• _Recorded information_
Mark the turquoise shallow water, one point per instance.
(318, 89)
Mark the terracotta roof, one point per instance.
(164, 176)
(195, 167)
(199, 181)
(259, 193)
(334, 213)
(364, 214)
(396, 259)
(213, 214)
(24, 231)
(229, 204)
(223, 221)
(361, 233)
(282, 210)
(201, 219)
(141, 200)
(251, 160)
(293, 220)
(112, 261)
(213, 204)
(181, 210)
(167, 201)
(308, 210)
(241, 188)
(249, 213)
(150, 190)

• _Work instructions_
Can you reproduce the listing above word for word, from its first line through its last?

• _Solution to this task_
Mark the turquoise shallow water, one point per instance.
(318, 89)
Mark the terracotta roof, one point per instance.
(164, 176)
(195, 167)
(199, 181)
(259, 193)
(334, 213)
(364, 214)
(396, 259)
(213, 214)
(24, 231)
(229, 204)
(223, 221)
(361, 233)
(282, 210)
(201, 219)
(141, 200)
(251, 160)
(293, 220)
(112, 261)
(213, 204)
(181, 210)
(167, 201)
(308, 210)
(241, 188)
(249, 213)
(150, 190)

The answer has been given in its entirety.